▸ **SOURCE PASSAGE**
--- BEGIN ---
When we first met Prince Akeem (Eddie Murphy), he fought to claim his agency to find true love in the face of the African Kingdom of Zamunda’s rigid arranged marriage tradition. Three decades later, as Akeem is poised to claim the throne from his ailing father (James Earl Jones), he seems to have lost touch with his inner trailblazer as he frets over his failure to produce a male heir, as Zamundan tradition dictates. Though his eldest daughter, Meeka (Kiki Layne), is a fierce warrior and worthy successor, Akeem overlooks her after receiving the unexpected news that he may have, in fact, fathered a son during his original trip to Queens in 1988. The details of the conception are off-putting at best, massaged by the screenplay to maintain Akeem’s inner purity and thereby inadvertently veering into misogyny, another unfortunate replication of the earlier film. Along with Royal Assistant Semmi (Arsenio Hall), Akeem once again travels to America to meet his son, Lavelle (Jermaine Fowler), and train him in the ways of Zamundan royalty.
--- END ---
▸ **SOURCE RECORDS**
--- BEGIN ---
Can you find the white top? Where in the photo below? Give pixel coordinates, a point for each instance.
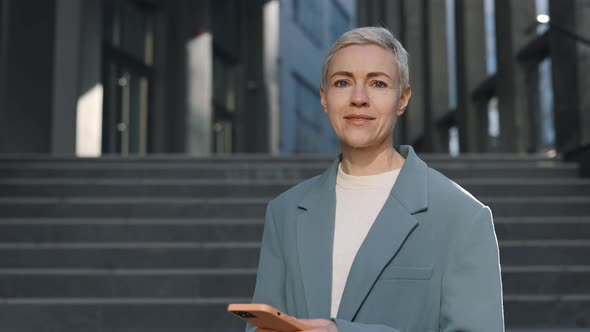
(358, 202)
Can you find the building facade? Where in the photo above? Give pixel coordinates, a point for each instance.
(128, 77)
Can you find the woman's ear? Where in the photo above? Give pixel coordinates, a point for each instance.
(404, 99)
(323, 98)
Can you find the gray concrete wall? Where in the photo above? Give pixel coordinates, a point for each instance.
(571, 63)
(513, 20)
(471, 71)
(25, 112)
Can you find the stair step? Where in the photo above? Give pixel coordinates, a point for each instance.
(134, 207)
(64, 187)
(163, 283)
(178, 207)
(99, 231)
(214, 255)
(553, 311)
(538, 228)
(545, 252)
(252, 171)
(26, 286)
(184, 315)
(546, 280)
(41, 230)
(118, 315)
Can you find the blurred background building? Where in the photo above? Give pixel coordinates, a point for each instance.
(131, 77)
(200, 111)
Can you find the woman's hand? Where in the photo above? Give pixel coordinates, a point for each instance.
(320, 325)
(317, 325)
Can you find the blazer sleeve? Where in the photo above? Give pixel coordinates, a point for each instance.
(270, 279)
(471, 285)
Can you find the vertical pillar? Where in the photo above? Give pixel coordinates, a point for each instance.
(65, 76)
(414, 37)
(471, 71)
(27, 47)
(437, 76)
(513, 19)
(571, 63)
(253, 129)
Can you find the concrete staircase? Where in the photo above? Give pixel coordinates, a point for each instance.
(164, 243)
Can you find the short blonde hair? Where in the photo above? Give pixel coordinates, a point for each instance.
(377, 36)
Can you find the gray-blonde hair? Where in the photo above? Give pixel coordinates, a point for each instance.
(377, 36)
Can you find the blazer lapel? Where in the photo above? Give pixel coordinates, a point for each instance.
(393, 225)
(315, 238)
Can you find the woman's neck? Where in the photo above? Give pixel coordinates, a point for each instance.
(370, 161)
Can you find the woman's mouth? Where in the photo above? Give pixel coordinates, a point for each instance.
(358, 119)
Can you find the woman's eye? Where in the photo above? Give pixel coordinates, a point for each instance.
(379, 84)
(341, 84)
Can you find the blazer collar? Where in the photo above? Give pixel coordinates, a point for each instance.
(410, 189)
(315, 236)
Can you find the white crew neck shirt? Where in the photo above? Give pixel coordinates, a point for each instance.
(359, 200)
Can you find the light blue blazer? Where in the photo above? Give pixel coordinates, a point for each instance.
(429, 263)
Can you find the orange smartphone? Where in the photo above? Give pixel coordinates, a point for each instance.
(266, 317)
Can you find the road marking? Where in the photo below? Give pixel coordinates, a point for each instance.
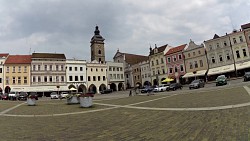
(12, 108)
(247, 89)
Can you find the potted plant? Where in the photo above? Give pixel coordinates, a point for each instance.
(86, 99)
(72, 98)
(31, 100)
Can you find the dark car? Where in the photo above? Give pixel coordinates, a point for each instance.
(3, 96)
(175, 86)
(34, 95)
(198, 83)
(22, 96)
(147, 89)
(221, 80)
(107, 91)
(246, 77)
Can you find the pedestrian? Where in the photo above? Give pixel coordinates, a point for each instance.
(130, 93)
--- END ---
▸ **WHAT THIS EXERCISE ASKS**
1. Reproduce the full passage about Prince Akeem and his return to America, word for word.
2. Find each line in the records that contains the string "woman" and copy those lines in full.

▸ **SOLUTIONS IN ORDER**
1.
When we first met Prince Akeem (Eddie Murphy), he fought to claim his agency to find true love in the face of the African Kingdom of Zamunda’s rigid arranged marriage tradition. Three decades later, as Akeem is poised to claim the throne from his ailing father (James Earl Jones), he seems to have lost touch with his inner trailblazer as he frets over his failure to produce a male heir, as Zamundan tradition dictates. Though his eldest daughter, Meeka (Kiki Layne), is a fierce warrior and worthy successor, Akeem overlooks her after receiving the unexpected news that he may have, in fact, fathered a son during his original trip to Queens in 1988. The details of the conception are off-putting at best, massaged by the screenplay to maintain Akeem’s inner purity and thereby inadvertently veering into misogyny, another unfortunate replication of the earlier film. Along with Royal Assistant Semmi (Arsenio Hall), Akeem once again travels to America to meet his son, Lavelle (Jermaine Fowler), and train him in the ways of Zamundan royalty.

2.
Can you find the woman's ear? Where in the photo above? Give pixel coordinates, a point for each instance.
Can you find the woman's hand? Where in the photo above? Give pixel coordinates, a point for each instance.
Can you find the woman's neck? Where in the photo above? Give pixel coordinates, a point for each instance.
Can you find the woman's mouth? Where in the photo above? Give pixel coordinates, a point for each instance.
Can you find the woman's eye? Where in the photo above? Give pixel coordinates, a point for each instance.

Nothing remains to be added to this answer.